## Instructions to follow
Count the lines of the box labeling dataset below that contain the string "orange". Give only the number.

Lines from a box labeling dataset
☆ ☆ ☆ ☆ ☆ ☆ ☆

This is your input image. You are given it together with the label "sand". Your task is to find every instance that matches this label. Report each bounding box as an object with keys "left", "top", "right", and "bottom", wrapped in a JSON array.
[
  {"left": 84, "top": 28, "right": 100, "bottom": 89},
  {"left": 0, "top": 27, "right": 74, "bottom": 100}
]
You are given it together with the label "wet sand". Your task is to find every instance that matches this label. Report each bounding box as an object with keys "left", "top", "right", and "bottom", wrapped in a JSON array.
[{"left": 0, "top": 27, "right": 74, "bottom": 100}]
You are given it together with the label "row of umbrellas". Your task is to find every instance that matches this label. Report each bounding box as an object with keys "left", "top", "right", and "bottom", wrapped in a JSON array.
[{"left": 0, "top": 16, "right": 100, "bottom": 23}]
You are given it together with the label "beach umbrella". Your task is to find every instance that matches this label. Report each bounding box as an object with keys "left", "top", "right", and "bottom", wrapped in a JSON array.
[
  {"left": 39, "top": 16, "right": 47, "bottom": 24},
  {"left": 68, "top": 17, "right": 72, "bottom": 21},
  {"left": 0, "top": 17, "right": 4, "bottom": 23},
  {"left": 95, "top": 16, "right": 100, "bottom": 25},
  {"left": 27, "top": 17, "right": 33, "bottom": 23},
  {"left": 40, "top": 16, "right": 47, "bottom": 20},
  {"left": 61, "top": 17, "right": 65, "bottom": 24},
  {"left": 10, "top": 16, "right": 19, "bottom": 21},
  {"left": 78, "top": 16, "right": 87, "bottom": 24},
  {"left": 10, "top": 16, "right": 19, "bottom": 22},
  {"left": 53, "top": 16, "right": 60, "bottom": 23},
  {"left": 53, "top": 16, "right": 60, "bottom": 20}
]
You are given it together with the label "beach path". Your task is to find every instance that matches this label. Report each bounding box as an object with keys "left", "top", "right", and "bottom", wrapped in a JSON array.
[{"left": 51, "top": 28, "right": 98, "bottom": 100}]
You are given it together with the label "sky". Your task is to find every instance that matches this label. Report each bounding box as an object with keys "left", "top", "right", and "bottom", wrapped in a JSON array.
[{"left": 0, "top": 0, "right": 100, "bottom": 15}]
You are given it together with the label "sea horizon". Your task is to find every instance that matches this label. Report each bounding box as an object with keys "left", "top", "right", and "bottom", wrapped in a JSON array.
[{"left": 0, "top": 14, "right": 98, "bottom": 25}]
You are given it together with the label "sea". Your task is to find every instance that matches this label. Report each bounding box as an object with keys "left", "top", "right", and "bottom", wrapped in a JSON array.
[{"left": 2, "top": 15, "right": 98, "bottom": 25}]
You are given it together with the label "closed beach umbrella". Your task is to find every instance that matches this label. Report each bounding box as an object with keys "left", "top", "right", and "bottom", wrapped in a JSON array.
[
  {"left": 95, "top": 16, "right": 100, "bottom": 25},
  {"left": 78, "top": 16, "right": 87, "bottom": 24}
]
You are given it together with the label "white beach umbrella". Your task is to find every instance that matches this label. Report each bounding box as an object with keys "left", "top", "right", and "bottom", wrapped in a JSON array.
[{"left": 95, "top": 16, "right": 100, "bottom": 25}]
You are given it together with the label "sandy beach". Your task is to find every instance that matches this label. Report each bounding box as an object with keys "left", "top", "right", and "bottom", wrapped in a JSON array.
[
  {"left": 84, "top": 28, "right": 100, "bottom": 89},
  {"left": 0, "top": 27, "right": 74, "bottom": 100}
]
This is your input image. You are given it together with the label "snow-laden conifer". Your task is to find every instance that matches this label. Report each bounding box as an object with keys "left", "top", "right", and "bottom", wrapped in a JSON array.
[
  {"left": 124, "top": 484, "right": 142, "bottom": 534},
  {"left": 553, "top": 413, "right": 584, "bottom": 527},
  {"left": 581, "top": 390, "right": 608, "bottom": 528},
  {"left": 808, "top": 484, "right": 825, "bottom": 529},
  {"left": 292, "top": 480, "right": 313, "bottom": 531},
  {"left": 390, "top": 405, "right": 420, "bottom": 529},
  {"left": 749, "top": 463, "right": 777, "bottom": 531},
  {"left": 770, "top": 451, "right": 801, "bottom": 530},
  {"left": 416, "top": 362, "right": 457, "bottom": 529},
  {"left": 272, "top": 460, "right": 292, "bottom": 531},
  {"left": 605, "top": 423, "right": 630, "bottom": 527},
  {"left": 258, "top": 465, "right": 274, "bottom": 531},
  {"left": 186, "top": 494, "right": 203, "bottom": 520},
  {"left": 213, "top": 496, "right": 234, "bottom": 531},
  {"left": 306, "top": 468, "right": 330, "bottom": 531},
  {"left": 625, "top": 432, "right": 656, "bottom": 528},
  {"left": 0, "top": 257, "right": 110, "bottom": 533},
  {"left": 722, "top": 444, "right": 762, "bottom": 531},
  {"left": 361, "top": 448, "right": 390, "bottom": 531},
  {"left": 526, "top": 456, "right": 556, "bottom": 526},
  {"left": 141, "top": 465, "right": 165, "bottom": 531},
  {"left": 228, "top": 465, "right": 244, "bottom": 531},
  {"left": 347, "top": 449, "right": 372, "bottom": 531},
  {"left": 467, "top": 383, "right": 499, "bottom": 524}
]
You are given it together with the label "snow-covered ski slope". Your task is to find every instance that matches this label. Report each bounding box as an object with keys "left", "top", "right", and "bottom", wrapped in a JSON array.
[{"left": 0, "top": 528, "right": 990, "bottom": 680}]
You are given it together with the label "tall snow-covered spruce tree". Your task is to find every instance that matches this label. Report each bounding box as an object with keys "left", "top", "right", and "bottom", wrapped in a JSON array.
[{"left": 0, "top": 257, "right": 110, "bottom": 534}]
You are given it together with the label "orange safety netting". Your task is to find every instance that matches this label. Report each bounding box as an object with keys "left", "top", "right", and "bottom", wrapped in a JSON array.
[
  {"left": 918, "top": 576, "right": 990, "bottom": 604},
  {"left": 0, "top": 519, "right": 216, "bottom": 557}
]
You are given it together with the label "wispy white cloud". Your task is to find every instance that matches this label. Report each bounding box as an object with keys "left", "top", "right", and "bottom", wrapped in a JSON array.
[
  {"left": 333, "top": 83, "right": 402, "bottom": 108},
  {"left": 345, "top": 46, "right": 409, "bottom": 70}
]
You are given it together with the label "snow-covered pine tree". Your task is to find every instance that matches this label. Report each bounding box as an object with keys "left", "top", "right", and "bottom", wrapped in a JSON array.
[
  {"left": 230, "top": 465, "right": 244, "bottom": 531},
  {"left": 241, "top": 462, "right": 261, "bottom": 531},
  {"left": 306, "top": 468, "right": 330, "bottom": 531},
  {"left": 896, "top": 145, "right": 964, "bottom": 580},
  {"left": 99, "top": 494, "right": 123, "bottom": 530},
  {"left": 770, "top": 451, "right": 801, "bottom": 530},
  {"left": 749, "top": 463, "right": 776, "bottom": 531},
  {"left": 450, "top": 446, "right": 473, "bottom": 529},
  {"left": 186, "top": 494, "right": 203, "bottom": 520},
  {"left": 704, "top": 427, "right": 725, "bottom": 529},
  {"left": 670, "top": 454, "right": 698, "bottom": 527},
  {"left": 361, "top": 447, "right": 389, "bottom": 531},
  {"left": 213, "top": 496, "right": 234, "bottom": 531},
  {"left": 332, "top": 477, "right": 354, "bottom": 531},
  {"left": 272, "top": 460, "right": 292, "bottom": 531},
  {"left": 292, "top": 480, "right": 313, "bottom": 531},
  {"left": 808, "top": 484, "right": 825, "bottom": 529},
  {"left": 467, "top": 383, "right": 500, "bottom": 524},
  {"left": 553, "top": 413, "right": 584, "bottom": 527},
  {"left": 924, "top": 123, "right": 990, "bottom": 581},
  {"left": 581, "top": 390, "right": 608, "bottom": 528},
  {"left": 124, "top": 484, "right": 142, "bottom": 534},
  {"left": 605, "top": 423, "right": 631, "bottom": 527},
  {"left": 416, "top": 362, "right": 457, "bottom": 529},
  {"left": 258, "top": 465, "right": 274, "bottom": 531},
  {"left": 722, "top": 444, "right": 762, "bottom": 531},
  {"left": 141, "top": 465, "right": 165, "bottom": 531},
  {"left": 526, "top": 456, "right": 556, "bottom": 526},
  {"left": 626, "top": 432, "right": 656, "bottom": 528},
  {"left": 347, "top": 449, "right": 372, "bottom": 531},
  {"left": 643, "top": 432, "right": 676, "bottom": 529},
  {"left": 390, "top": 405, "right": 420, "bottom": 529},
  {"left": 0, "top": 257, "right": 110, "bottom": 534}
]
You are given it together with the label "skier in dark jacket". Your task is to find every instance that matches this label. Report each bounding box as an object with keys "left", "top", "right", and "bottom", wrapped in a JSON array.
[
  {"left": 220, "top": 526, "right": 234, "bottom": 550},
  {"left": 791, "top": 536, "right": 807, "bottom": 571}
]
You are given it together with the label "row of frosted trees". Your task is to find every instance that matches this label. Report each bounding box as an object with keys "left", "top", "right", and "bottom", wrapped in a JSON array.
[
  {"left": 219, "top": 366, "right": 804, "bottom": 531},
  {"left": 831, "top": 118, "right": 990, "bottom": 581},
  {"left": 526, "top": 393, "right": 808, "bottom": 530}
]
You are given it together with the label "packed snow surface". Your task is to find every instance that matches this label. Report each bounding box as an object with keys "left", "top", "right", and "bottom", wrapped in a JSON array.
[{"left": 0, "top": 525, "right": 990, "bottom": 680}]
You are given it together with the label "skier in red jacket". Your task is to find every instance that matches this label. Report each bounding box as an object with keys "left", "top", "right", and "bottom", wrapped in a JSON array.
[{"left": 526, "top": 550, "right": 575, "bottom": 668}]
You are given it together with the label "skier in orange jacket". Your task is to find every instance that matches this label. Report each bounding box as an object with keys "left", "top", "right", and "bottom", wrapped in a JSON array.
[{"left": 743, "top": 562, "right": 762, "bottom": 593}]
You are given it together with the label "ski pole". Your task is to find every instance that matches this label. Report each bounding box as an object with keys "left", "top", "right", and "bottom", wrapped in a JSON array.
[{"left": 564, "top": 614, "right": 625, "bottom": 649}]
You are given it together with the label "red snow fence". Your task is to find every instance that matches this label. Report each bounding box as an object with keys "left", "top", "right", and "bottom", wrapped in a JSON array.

☆ ☆ ☆ ☆ ☆ ☆ ☆

## Answer for the task
2